__STUDY TEXT__.
============
Logs Analyzis
Part 2 Chapter 9
Having said that, >99% of the logs are not useful, especially after a couple of days. So how do you minimize the cost while maximizing the benefit?
vSphere
Log Insight provides the ability to slice and dice vCenter events, tasks and alarms. This can be handy in audit investigation.
vCenter Events Analyzis
To see all the vCenter events, all we need is to select a built-in variable called VC Event Type. A log entry that has this field exist will appear.
From the following chart, we can see there are steady stream of events every 10 minutes. You can change the data granularity.
We can see actual event names by changing into a table. We can sort it to show the top events if required.
We are interested in events impacting our consumer (VMs), so let’s filter it out. The filter is vim25.vm* as that is what vCenter shows in its log as we can see from the above table. I did not know that vCenter uses vim25.vm*, but looking at the table above I could make an educated guess.
Once the above filter is set, I rerun the search and get all events impacting VM.
Let’s zoom into one of the events. Let’s say we’re interested in VM configuration event and want to know what exactly was changed. So let’s zoom into that event and group it by the user who changed it. We get the following chart, showing the user in the legend.
You can group the data by VM name to see which VM were changed when. I’ve cropped the VM name in the legend.
You can see the result in tabular format. You have the VM name, user name and additional context such as the parent ESXi host at the time of the change.
Last but not least, you can see the actual change, as highlighted in green.
vCenter Tasks Analyzis
To see all the vCenter Tasks, all we need is to select a built-in variable called VC Task Type. A log entry that has this field exist will appear.
============
__EXERCISE DATA__.
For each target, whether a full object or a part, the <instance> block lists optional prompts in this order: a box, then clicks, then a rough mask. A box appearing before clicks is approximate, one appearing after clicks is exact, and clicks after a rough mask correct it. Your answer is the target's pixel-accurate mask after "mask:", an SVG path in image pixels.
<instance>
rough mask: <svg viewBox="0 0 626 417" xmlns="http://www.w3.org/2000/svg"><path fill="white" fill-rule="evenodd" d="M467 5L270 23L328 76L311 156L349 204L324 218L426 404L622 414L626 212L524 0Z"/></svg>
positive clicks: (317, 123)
============
__PROBLEMS AND TASKS__.
(1) In the text on vCenter log analysis, which built-in variable must be selected to see all vCenter events?
(2) Carry on the text on vCenter log analysis from its final sentence.

__EXPECTED RESPONSES__.
(1) VC Event Type

(2)
We can see that there is a regular stream of events throughout the day. The pattern looks normal.
Let’s show the top tasks by showing the result in table format.
To zoom into any of the tasks, we specify the task name. I only specify one below, but it can take multiple.
Using the above, and limiting the result to a narrower time window, we can zoom into the nearest minute.
Snapshot Analyzis
You can visually see all the snapshot operations with a single filter vmw_esxi_snapshot_operation. Just use the exist operator.
Group the data by the operations and you will get something like this. I can see there are 3 snapshots created but only two were removed. So one of the VM still has a snapshot.
The above shows the time too. In production, you should not take snapshot during busy hours, especially on mission critical VM. So if you run the query in the last 1 week, you should expect no data during the busy hours, and all the daily back up should appear within the backup window.
You can see the details such as the VM name and other context, so see which VM did not have its snapshot removed.
You can check the snapshot name (partially masked out in grey) and whether the snapshot include memory.
Template Analyzis
How do you prove to auditor that your VM templates have not been modified by unauthorised person. If a template has been modified, you want to know who did it.
The good thing is there are only a few things you can change to a template. You can rename the template, change the permission, and convert it into a VM. All other changes require the template to be converted into a VM first. That means we can focus on this conversion.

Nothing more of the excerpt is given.